### Do this
Copy every row below word for word, leaving out the pictures.

### Task material

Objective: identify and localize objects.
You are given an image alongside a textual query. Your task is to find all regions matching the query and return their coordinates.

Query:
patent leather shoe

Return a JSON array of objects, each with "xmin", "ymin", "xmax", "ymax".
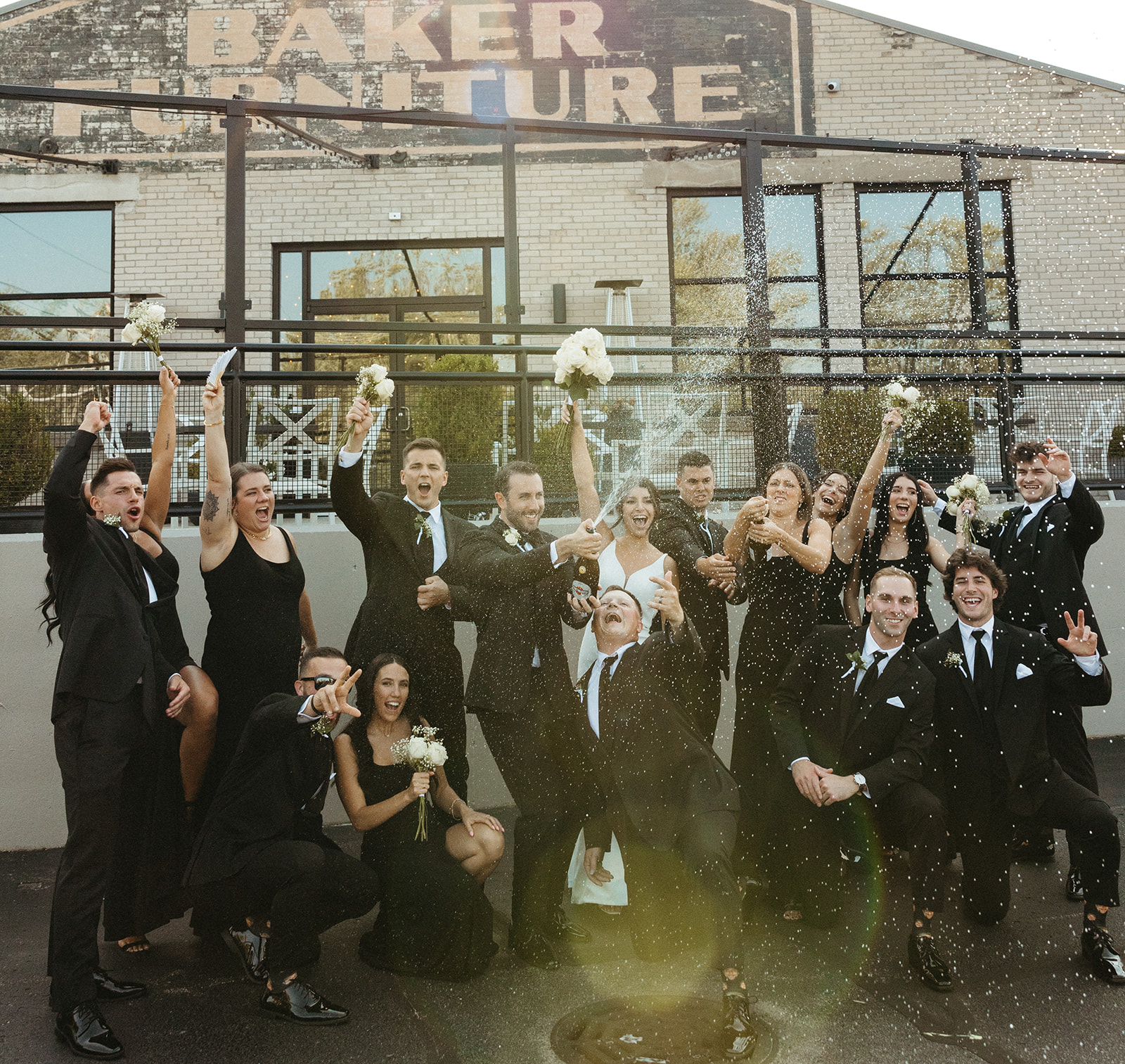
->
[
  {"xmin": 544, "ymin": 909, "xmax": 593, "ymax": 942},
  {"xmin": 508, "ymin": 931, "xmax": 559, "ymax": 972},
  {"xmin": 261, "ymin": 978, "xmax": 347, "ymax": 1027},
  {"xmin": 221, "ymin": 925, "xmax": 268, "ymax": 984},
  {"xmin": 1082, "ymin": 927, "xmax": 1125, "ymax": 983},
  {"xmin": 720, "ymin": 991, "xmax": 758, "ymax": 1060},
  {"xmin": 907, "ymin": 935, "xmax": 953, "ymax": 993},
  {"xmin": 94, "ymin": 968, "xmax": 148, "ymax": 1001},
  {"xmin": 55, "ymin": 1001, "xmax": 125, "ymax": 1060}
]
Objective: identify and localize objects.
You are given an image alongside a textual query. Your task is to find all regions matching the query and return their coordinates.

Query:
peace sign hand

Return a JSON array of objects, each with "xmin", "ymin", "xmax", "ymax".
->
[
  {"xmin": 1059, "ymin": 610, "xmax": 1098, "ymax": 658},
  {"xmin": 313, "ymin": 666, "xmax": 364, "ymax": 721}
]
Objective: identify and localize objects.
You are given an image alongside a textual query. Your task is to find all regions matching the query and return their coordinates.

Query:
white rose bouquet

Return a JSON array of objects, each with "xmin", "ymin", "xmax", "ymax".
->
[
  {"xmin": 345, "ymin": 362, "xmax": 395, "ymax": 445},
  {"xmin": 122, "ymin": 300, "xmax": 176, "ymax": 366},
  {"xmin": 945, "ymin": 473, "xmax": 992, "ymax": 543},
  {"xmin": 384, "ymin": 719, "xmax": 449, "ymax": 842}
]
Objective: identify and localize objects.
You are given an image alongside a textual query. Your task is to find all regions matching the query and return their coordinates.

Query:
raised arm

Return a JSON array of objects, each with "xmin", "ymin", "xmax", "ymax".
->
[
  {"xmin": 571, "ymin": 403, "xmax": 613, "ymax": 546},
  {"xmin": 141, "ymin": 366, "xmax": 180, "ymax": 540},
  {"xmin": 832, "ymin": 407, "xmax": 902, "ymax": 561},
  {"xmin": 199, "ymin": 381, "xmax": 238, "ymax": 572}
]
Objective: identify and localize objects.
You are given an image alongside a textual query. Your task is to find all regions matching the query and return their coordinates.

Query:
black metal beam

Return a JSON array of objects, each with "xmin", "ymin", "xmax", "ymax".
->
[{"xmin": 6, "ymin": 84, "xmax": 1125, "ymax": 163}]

### Result of this task
Objective: identify and localize objects.
You are given an image alongside a textual query. Your task is to find all regions matching the query and return their coordinates.

Query:
patent leather shoe

Return a JSON array of objects, each with "xmin", "ymin", "xmax", "ymax".
->
[
  {"xmin": 544, "ymin": 909, "xmax": 593, "ymax": 942},
  {"xmin": 508, "ymin": 931, "xmax": 559, "ymax": 972},
  {"xmin": 261, "ymin": 978, "xmax": 347, "ymax": 1027},
  {"xmin": 221, "ymin": 925, "xmax": 268, "ymax": 984},
  {"xmin": 1082, "ymin": 927, "xmax": 1125, "ymax": 983},
  {"xmin": 720, "ymin": 991, "xmax": 758, "ymax": 1060},
  {"xmin": 907, "ymin": 935, "xmax": 953, "ymax": 993},
  {"xmin": 94, "ymin": 968, "xmax": 148, "ymax": 1001},
  {"xmin": 55, "ymin": 1001, "xmax": 125, "ymax": 1060}
]
Objective: identify and localize objects.
You are given an image alongside a textual query. Your task is to find all regions matching the query and return their coordinates.

Query:
peace sign hand

Return a JSON array of objects, each with "xmin", "ymin", "xmax", "ymax".
->
[
  {"xmin": 1059, "ymin": 610, "xmax": 1098, "ymax": 658},
  {"xmin": 313, "ymin": 666, "xmax": 364, "ymax": 721}
]
Objective: identify and localize objects.
You are given an image alongside a textual query. Your task is to find all regions matching the query and return their coordinates.

Query:
white rose bouquet

Return a JSON array of objects, each with "xmin", "ymin", "xmax", "ymax".
->
[
  {"xmin": 345, "ymin": 362, "xmax": 395, "ymax": 445},
  {"xmin": 122, "ymin": 300, "xmax": 176, "ymax": 366},
  {"xmin": 945, "ymin": 473, "xmax": 992, "ymax": 543},
  {"xmin": 384, "ymin": 719, "xmax": 449, "ymax": 842}
]
Objective: identify and localize objects.
You are given an image alongside a textual query. Your task is to find all regions matching the query and return their coordinates.

Query:
raised arm

Return a JSON array of objects, each with "xmin", "ymin", "xmax", "ymax".
->
[
  {"xmin": 571, "ymin": 403, "xmax": 613, "ymax": 546},
  {"xmin": 141, "ymin": 366, "xmax": 180, "ymax": 540},
  {"xmin": 832, "ymin": 407, "xmax": 902, "ymax": 561},
  {"xmin": 199, "ymin": 381, "xmax": 238, "ymax": 572}
]
Objective: identify and localize objects.
You are given an image alongside a textual query. Your task is to find all regions matching the query and return their coordinates.

Query:
black metal beam

Return a JSON array of objects, each with "xmin", "ymin", "xmax", "ymax".
->
[{"xmin": 6, "ymin": 84, "xmax": 1125, "ymax": 163}]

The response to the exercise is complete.